**GIVEN DATA**.
******************************
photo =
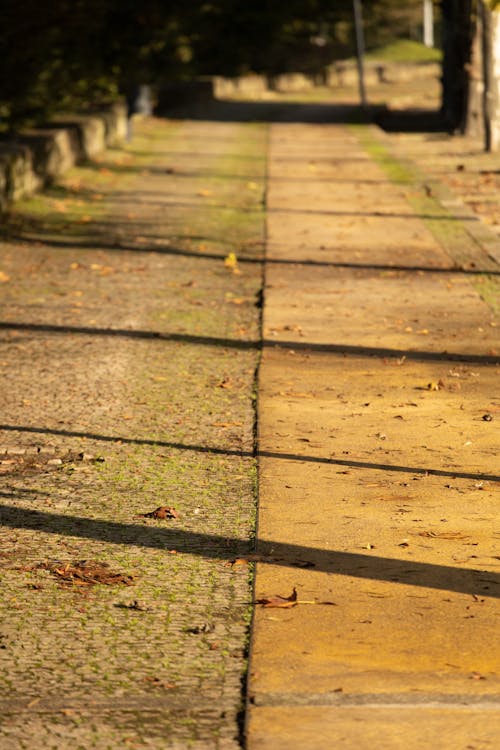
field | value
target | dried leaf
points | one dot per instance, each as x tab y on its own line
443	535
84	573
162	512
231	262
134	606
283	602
******************************
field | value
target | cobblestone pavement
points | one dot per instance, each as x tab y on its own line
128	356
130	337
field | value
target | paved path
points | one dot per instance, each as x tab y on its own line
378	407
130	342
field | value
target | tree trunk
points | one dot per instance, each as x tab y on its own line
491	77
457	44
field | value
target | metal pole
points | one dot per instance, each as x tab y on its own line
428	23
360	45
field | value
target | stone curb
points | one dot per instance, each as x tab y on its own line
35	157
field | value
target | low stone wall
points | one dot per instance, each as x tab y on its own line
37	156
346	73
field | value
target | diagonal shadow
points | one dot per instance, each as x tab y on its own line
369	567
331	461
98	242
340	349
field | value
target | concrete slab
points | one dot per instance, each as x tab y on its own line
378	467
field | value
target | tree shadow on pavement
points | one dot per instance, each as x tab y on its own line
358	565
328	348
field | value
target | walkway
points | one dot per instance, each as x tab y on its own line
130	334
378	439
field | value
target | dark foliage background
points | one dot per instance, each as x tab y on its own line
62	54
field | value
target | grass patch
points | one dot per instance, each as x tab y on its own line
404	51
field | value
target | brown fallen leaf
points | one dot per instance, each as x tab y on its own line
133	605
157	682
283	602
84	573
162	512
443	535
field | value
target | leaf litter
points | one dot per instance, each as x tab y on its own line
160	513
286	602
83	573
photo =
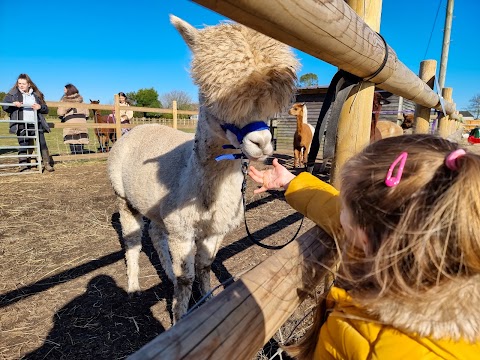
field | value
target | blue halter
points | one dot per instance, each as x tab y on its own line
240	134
******************************
**WHAT THIS TASK INVOLVES**. Please report every line above that contains the word "shadow", copying each one in full.

**RESPONSE TO THIS EXERCISE**.
target | diagonal shadow
target | tree shadow on pavement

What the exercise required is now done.